-- Check your understanding --
1. In the Active Directory upgrade story below, list the problems the writers observed with the new DC after waiting half an hour.
2. Write what comes after the last sentence of the Active Directory upgrade story.

-- Document text --
My bad luck at workForest underscore-zone zone transfers matter
In our environment, we are sharing a single DNS namespace with Windows and *NIX hosts. Because of this, BIND owns foo.com (the same namespace as our forest root).
The forest root was upgraded and then, one by one, each forest DC was wiped and server 2003 was installed. The forest was happy and functioning properly. However, by default, zone transfers are disabled in Windows DNS. This minor oversight on our part leads to domain devastation.
Next in line was the child domain, ad.foo.com. Instead of upgrading we have brand new hardware to replace the three current DC's. Friday afternoon we decided to dcpromo the first 2003 server into ad.foo.com. The dcpromo is going rather slowly, but we expected that. The child domain has many, many more objects to replicate than the forest. Dcpromo finally finished and we noticed the first odd message. The summary said that since no subnet existed for the current server, a site was picked at random. It just happened to pick our office in Florida. Crap! We forgot to add the new subnets into Sites and Services. Oh well, no biggie. We'll fix that.
So we added the 3 new subnets into Sites and Services and waited until the new DC replicated. Tick tock... tick tock. Hmmmm. This isn't good. It's been a half hour and the new DC still doesn't have a SYSVOL share, it's in the Florida site, and it's only registering as a DC on FloridaDC1. No other DC in the directory seems to know our new DC is, in fact, a DC.
Oh boy. So we start running diagnostics to see what the problem is. Uh oh! Why has replication completely stopped? That's right, not a single DC in the entire directory could replicate with anything. We broke the domain. This is not good.

-- Record set --
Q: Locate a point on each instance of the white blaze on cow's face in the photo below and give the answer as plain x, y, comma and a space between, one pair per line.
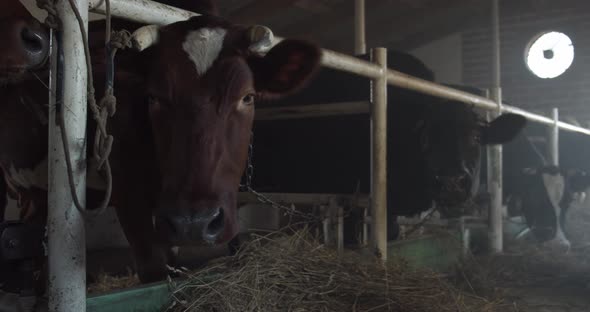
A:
203, 47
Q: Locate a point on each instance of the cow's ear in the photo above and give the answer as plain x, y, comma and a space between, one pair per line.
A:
285, 68
503, 129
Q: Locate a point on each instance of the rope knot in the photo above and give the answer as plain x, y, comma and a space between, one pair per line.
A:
52, 19
121, 39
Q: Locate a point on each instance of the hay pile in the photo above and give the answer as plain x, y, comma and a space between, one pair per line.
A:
525, 264
284, 272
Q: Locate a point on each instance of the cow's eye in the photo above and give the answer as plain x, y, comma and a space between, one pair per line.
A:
248, 99
158, 103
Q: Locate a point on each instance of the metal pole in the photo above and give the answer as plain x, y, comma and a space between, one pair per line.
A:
553, 141
360, 45
495, 152
67, 245
379, 155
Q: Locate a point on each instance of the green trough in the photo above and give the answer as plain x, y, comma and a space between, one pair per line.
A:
438, 253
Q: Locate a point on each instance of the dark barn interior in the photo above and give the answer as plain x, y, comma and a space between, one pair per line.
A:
484, 211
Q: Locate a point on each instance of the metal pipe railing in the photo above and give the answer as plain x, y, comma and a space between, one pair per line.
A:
360, 44
163, 14
379, 156
495, 234
65, 224
553, 141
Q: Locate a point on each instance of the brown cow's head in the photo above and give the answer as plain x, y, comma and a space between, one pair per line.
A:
25, 43
204, 76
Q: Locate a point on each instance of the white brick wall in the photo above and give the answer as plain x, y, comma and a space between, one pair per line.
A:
569, 92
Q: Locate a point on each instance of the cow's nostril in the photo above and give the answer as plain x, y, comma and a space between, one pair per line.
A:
215, 227
31, 41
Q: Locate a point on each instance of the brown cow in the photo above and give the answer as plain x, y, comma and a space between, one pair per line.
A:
25, 43
181, 131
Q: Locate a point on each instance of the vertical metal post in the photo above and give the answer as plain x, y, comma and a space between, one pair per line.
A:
495, 152
67, 244
360, 45
553, 141
379, 155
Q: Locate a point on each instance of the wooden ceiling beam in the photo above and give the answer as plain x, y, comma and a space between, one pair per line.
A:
256, 11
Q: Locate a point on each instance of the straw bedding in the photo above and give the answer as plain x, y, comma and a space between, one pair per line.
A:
295, 272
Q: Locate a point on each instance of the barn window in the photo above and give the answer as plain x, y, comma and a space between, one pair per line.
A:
549, 54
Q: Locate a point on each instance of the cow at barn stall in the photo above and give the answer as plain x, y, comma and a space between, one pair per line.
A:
183, 122
25, 48
433, 145
544, 194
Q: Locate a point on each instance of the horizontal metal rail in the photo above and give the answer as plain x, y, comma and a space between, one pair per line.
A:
146, 11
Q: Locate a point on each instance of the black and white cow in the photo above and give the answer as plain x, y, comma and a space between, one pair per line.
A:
543, 193
433, 152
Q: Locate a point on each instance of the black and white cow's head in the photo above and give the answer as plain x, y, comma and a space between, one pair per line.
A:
451, 136
547, 194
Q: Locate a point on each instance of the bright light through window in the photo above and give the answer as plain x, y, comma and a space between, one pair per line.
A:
550, 54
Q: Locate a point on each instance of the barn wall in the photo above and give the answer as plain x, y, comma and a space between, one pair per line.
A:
443, 56
519, 24
39, 14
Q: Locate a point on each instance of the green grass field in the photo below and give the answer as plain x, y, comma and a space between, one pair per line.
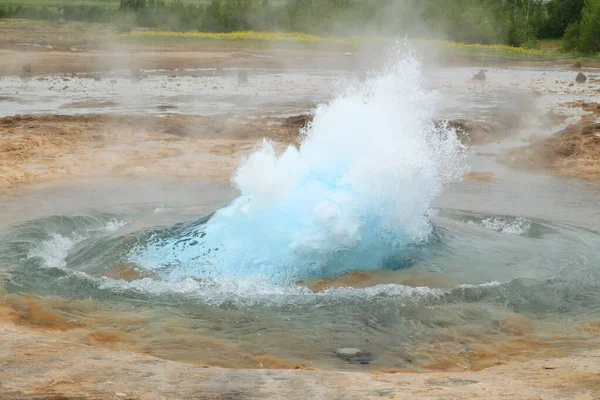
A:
111, 4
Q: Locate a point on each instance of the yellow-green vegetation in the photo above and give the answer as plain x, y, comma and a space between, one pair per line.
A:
496, 49
500, 51
112, 4
244, 35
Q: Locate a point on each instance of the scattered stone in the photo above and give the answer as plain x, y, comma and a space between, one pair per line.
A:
480, 76
242, 77
536, 94
354, 355
298, 121
451, 382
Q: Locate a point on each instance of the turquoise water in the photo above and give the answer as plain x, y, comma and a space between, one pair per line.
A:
374, 187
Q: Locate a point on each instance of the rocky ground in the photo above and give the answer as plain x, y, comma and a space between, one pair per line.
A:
574, 151
42, 365
56, 148
45, 356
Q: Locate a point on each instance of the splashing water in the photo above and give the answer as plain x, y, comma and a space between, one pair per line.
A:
352, 196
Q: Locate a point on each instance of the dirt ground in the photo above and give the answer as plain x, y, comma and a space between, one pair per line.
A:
43, 366
38, 361
56, 148
574, 151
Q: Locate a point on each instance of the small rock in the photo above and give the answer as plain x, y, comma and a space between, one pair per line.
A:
536, 94
480, 76
354, 355
580, 78
242, 77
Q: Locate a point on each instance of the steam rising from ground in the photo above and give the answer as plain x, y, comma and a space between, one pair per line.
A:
352, 196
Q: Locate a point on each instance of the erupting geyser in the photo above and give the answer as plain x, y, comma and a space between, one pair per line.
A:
352, 196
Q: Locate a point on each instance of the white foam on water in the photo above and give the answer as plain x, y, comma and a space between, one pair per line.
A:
54, 251
351, 197
516, 226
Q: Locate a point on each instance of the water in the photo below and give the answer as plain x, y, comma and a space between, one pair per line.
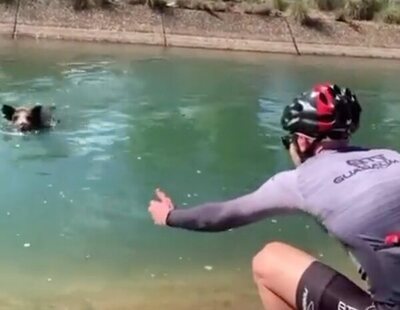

-- Outputs in order --
1.
- It still did not have a SYSVOL share.
- It was in the Florida site.
- It was registering as a DC only on FloridaDC1.

2.
It turns out that, by coincidence, we dcpromo'd the new server about 24 hours after finishing the forest; the forest in which we DID NOT enable zone transfers. BIND has a certain time limit (which happens to be around 24 hours) where if it cannot contact a master to get it's slave copy it says, "Ok, fine! I give up. You don't exist anymore." That was pretty much it. Dns1 couldn't grab it's slave copies of the forest underscore zones to it deemed them non-existent.
But why is that a problem? Don't the underscore zones only affect the Windows side of the network? BIND only has a slave copy, not the master. What gives?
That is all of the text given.